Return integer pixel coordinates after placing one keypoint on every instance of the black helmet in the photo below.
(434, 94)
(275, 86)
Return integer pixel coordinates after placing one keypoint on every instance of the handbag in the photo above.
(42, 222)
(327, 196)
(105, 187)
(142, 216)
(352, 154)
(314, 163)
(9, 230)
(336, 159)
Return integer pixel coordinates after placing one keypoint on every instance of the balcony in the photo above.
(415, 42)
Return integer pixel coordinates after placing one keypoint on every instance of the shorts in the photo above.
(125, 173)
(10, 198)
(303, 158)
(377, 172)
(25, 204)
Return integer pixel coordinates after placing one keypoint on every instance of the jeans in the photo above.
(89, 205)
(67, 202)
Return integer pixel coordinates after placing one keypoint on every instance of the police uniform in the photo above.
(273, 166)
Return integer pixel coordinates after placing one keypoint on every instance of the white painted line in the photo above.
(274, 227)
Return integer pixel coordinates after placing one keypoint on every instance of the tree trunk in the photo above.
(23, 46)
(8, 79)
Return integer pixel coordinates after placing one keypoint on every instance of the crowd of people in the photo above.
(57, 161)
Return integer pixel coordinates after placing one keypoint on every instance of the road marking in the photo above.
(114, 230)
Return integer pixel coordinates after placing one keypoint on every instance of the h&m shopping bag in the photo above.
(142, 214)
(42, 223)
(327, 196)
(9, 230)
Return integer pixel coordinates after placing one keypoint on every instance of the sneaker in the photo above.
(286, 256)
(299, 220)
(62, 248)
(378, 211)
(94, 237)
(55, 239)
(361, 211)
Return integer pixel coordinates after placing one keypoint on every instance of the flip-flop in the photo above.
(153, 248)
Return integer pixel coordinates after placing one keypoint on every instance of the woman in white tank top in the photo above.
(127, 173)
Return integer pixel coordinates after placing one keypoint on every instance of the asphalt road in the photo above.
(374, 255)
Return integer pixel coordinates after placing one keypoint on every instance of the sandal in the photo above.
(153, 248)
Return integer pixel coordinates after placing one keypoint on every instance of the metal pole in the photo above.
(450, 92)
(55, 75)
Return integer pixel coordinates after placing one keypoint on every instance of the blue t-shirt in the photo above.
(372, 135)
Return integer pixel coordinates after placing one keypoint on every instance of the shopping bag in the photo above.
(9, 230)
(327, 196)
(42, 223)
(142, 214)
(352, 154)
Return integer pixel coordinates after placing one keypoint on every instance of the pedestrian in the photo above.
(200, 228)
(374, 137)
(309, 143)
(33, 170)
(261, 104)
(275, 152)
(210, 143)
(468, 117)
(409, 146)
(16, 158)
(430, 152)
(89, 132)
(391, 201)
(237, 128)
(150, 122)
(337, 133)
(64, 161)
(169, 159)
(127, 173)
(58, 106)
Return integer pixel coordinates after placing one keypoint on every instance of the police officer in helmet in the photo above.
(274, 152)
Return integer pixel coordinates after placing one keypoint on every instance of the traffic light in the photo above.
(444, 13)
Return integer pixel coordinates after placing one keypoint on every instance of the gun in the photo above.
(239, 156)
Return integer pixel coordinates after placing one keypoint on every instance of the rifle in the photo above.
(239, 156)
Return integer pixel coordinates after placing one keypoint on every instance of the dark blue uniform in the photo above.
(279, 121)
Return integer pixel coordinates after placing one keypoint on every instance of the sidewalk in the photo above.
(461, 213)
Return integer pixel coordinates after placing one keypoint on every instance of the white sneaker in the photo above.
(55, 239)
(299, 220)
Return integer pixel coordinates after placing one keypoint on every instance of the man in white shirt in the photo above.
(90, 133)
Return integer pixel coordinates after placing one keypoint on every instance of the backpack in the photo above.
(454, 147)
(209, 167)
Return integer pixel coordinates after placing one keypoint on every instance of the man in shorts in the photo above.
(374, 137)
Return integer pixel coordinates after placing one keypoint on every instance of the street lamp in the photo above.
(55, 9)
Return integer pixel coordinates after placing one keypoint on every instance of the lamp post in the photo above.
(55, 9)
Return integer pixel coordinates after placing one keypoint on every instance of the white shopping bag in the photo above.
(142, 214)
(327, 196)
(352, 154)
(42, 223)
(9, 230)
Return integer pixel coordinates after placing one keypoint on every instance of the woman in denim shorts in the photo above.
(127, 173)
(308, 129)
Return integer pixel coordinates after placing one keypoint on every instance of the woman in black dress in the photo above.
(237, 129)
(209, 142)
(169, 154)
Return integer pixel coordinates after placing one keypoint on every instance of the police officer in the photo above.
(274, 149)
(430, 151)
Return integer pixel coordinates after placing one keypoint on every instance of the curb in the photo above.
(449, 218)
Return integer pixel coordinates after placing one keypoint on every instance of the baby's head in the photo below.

- - - - -

REQUIREMENT - Above are some records. Print them all exactly.

TASK OUTPUT -
Return integer pixel coordinates after placing one keypoint on every instance of the black helmet in the photo below.
(434, 94)
(275, 86)
Return integer pixel coordinates after placing one keypoint on every instance of the handbag in the photo above.
(42, 222)
(327, 196)
(105, 187)
(142, 216)
(352, 154)
(314, 163)
(9, 230)
(336, 159)
Return integer pixel coordinates after placing one keypoint on every instance of the balcony in the photo above.
(415, 42)
Return integer pixel coordinates after placing one keypoint on every instance of the shorts in the photo above.
(125, 173)
(10, 198)
(303, 158)
(377, 172)
(25, 204)
Return integer pixel coordinates after placing one keypoint on every instance of the jeans in the photo above.
(89, 205)
(67, 202)
Return integer pixel coordinates after placing one keypoint on every instance of the police uniform in the photo above.
(273, 166)
Return integer pixel coordinates after placing one keypoint on every instance of the white painted line in the photo above.
(274, 227)
Return integer pixel coordinates after placing one keypoint on every instance of the tree trunk in the photo above.
(23, 46)
(8, 79)
Return integer pixel coordinates after placing one keypoint on every instance of the crowd of people in the photo above.
(57, 161)
Return integer pixel coordinates after placing one keypoint on every instance of the road marking in the photo above.
(114, 230)
Return integer pixel coordinates after placing one keypoint on every instance of the h&m shopping bag in the photo above.
(142, 214)
(42, 223)
(327, 196)
(9, 230)
Return integer pixel coordinates after placing one keypoint on every instance of the sneaker in the photo above.
(286, 256)
(299, 220)
(62, 248)
(378, 211)
(94, 237)
(55, 239)
(361, 211)
Return integer pixel coordinates after placing one keypoint on every instance of the flip-flop in the photo above.
(153, 248)
Return integer pixel coordinates after placing one keypoint on every instance of the woman in white tank top in the photo above.
(127, 173)
Return integer pixel coordinates after placing one keypoint on every instance of the asphalt road in the photo above.
(374, 255)
Return integer pixel coordinates after placing one keypoint on every instance of the sandal in the photo above.
(153, 248)
Return integer pixel coordinates after placing one keypoint on every instance of the metal pole in the photo above.
(450, 92)
(55, 75)
Return integer pixel coordinates after placing one keypoint on every instance of the blue t-shirt in the photo above.
(372, 135)
Return integer pixel coordinates after placing one keypoint on every instance of the shopping bag in the photo above.
(9, 230)
(327, 196)
(42, 223)
(142, 214)
(352, 154)
Return integer pixel coordinates after placing one keypoint on every instance of the pedestrian in the photo above.
(200, 228)
(374, 137)
(309, 143)
(33, 170)
(261, 104)
(275, 152)
(210, 143)
(468, 117)
(409, 146)
(16, 158)
(430, 152)
(89, 132)
(391, 201)
(237, 128)
(150, 122)
(337, 133)
(64, 161)
(169, 159)
(127, 173)
(58, 106)
Return integer pixel coordinates after placing one keypoint on every instance of the police officer in helmet in the photo above.
(274, 152)
Return integer pixel coordinates after placing one keypoint on every instance of the traffic light in the photo above.
(444, 13)
Return integer pixel coordinates after placing one keypoint on every instance of the gun in the photo above.
(239, 156)
Return integer pixel coordinates after placing one keypoint on every instance of the rifle in the photo above.
(239, 156)
Return integer pixel coordinates after placing one keypoint on every instance of the dark blue uniform in the photo above.
(279, 121)
Return integer pixel coordinates after placing one keypoint on every instance of the sidewalk in the photo above.
(461, 213)
Return integer pixel coordinates after placing one keypoint on every instance of the white sneaker in the photo above.
(55, 239)
(299, 220)
Return integer pixel coordinates after placing one keypoint on every instance of the man in white shirt in the photo above.
(90, 133)
Return integer pixel coordinates after placing one keypoint on every instance of the backpack in the photo above.
(454, 147)
(209, 167)
Return integer pixel coordinates after placing one keypoint on every instance of the man in shorts in the photo above.
(374, 137)
Return integer pixel coordinates after placing one keypoint on every instance of the street lamp in the photo above.
(55, 9)
Return integer pixel coordinates after placing one keypoint on every instance of the lamp post in the photo above.
(55, 9)
Return integer pixel coordinates after placing one keypoint on every instance of the white shopping bag in the photo above.
(142, 214)
(327, 196)
(352, 154)
(42, 223)
(9, 230)
Return integer pixel coordinates after placing one keypoint on every instance of the woman in denim shorts in the photo above.
(127, 173)
(308, 129)
Return integer pixel coordinates after placing one keypoint on every instance of the woman in black dress in the photo above.
(237, 129)
(209, 142)
(169, 154)
Return integer pixel coordinates after placing one keypoint on every instance of the police officer in the photo above.
(274, 149)
(430, 151)
Return integer pixel coordinates after placing one keypoint on every instance of the curb in the photo above.
(449, 218)
Return integer pixel coordinates after placing one keypoint on every instance of the baby's head in the photo below.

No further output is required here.